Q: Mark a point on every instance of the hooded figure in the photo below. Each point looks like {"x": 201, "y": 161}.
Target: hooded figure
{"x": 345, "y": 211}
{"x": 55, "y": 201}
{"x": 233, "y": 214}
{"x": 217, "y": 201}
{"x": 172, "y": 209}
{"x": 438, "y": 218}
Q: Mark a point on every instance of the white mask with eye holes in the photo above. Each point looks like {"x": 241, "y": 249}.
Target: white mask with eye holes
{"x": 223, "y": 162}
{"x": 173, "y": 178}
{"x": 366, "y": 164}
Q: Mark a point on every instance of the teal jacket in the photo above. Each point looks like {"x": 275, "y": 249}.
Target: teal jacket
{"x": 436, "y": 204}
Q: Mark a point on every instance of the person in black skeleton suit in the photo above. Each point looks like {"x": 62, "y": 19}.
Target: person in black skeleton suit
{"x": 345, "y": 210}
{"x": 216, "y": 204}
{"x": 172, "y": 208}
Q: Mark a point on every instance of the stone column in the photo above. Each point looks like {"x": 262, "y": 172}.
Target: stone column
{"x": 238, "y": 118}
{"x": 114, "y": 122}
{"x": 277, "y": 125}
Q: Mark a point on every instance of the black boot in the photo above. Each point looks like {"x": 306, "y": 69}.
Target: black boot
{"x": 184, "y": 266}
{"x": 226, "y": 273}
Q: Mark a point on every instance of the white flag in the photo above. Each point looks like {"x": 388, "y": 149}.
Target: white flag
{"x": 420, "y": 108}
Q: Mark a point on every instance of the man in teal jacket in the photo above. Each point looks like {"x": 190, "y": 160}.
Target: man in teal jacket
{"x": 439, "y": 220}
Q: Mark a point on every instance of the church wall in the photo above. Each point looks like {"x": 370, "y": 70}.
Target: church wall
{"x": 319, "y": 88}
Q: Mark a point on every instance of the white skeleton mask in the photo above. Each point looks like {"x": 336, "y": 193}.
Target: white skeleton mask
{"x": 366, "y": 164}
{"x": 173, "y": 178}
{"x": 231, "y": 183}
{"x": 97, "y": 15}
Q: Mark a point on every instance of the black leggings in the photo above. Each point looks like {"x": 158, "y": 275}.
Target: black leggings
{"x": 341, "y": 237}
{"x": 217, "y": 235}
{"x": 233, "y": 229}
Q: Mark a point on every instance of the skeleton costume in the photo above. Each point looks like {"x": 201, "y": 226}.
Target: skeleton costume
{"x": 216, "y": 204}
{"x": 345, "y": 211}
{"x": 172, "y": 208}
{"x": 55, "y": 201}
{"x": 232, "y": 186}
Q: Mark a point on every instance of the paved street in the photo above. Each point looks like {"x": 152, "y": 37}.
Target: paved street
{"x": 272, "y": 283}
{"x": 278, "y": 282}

+-------+

#### Exercise goal:
Your task is to repeat the data exactly; please include every line.

#### Response for this exercise:
Q: Mark a point on every instance of the hooded figure in the photo below. Each point looks like {"x": 201, "y": 161}.
Target: hooded figure
{"x": 345, "y": 211}
{"x": 55, "y": 201}
{"x": 233, "y": 214}
{"x": 217, "y": 201}
{"x": 172, "y": 209}
{"x": 438, "y": 218}
Q: Mark a point on every instance of the white mask with eye holes in the photo above. Each point looks like {"x": 241, "y": 249}.
Target: white mask with eye holes
{"x": 223, "y": 162}
{"x": 173, "y": 178}
{"x": 366, "y": 164}
Q: Mark a point on every instance of the teal jacket in the photo above. Each point looks like {"x": 275, "y": 249}.
Target: teal jacket
{"x": 436, "y": 204}
Q: Mark a point on every instance of the person in black skeleton suit in the photo above. Each point looks like {"x": 62, "y": 19}.
Target: person in black skeleton suit
{"x": 345, "y": 210}
{"x": 216, "y": 204}
{"x": 172, "y": 208}
Q: Mark a point on every instance of the stone column in the photo above. Each point looks like {"x": 262, "y": 172}.
Target: stone column
{"x": 238, "y": 118}
{"x": 114, "y": 122}
{"x": 277, "y": 125}
Q: Mark a point on every instance of the black boot in the photo above. Each point looks like {"x": 306, "y": 69}.
Target: black boot
{"x": 184, "y": 266}
{"x": 226, "y": 273}
Q: Mark a point on every instance of the white flag in the photo above. Each point looks like {"x": 388, "y": 149}.
Target: white flag
{"x": 420, "y": 108}
Q: Mark a point on every instance of the man in teal jacket in the photo above. Each point looks like {"x": 190, "y": 160}.
Target: man in teal jacket
{"x": 439, "y": 220}
Q: Mark a point on every instance of the church wall in the photo above. Each point looks like {"x": 370, "y": 70}.
Target: church wall
{"x": 319, "y": 88}
Q: Mark a point on every instance of the white skeleton mask in the photo above. Each point looks like {"x": 336, "y": 193}.
Target: white skeleton mask
{"x": 366, "y": 164}
{"x": 173, "y": 178}
{"x": 231, "y": 183}
{"x": 97, "y": 15}
Q: Mark a point on every instance of the black leggings in the photo above. Each point looks like {"x": 158, "y": 275}.
Target: black leggings
{"x": 341, "y": 237}
{"x": 217, "y": 235}
{"x": 233, "y": 229}
Q: Mark a point on every instance of the skeleton costume in the photo above. Each point looks like {"x": 201, "y": 226}.
Target: skeleton costume
{"x": 216, "y": 204}
{"x": 345, "y": 211}
{"x": 172, "y": 208}
{"x": 55, "y": 201}
{"x": 232, "y": 186}
Q: Mark a point on every instance of the paved street in the photo above. Each point looks like {"x": 152, "y": 37}.
Target: paved street
{"x": 272, "y": 283}
{"x": 278, "y": 282}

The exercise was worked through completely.